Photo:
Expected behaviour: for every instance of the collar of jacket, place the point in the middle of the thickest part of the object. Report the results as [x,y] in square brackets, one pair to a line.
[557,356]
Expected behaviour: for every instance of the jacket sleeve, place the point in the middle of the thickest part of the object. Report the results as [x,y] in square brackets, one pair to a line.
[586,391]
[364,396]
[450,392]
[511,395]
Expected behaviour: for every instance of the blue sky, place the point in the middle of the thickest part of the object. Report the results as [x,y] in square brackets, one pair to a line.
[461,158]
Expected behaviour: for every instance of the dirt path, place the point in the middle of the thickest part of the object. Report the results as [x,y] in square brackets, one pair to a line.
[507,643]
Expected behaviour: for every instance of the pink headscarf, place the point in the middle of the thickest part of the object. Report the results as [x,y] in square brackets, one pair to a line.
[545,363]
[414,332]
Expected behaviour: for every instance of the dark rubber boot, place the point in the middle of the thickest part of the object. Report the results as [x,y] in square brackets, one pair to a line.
+---+
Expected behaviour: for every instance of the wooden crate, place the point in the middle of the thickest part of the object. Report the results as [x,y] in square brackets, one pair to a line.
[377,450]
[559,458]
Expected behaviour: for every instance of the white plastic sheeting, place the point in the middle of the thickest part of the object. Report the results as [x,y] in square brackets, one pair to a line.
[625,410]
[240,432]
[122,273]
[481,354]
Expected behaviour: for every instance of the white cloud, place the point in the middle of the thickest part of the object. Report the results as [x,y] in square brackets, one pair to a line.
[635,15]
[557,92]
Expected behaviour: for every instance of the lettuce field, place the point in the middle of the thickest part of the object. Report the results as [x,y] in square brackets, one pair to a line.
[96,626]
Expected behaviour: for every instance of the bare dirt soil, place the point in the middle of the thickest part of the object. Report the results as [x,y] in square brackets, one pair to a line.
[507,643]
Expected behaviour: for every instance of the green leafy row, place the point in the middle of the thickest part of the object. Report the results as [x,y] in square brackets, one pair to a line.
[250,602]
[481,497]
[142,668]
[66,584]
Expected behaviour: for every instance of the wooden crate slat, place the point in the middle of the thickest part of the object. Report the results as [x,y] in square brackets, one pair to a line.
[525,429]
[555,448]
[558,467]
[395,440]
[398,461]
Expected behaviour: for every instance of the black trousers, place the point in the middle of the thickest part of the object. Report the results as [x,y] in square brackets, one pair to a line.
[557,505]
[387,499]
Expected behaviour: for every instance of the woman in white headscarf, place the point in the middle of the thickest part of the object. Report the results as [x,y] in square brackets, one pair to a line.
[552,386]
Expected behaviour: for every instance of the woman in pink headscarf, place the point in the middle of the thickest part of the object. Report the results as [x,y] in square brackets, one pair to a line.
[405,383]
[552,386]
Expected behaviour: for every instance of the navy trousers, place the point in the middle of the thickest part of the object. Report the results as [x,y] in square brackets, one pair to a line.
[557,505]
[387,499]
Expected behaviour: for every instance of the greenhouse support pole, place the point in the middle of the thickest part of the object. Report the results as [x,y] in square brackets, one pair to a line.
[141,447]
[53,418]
+---+
▸ TASK DESCRIPTION
From the material above, set down exactly the lines between the line holding "Expected behaviour: for every instance of the collar" and the line holding "Expected behaviour: for every instance of the dark", inclusive. Include nothing else.

▸ RESULT OF THE EXERCISE
Expected behaviour: for every instance of the collar of jacket, place the point in the middle of the thickest part of the object. Report the results as [x,y] in square brackets, one pair to a line.
[557,356]
Expected behaviour: for every instance of the jacket sleeve, place the point in the middle of the thickest part of the object. Report the results as [x,y] in square brackets, one pair to a line.
[586,391]
[364,396]
[450,392]
[511,395]
Expected behaviour: for every instance of the blue sky, place the point in the middle of the thickest part of the object. Report the results as [x,y] in square brackets, one pair to a line.
[461,158]
Expected behaviour: for every instance of the dirt path, place the point in the middle of the thickest part of the object. Report the results as [x,y] in square brackets, one pair to a line.
[507,643]
Expected behaviour: for every instance of the pink headscarf, place the point in the middle of the thickest part of the object. Report the results as [x,y] in square brackets, one pair to a line.
[545,363]
[414,332]
Expected behaviour: for every instance of the dark rubber boot, place the point in the middle of the thickest part of the object. Report the results as [x,y] in square brackets, one pair to a line.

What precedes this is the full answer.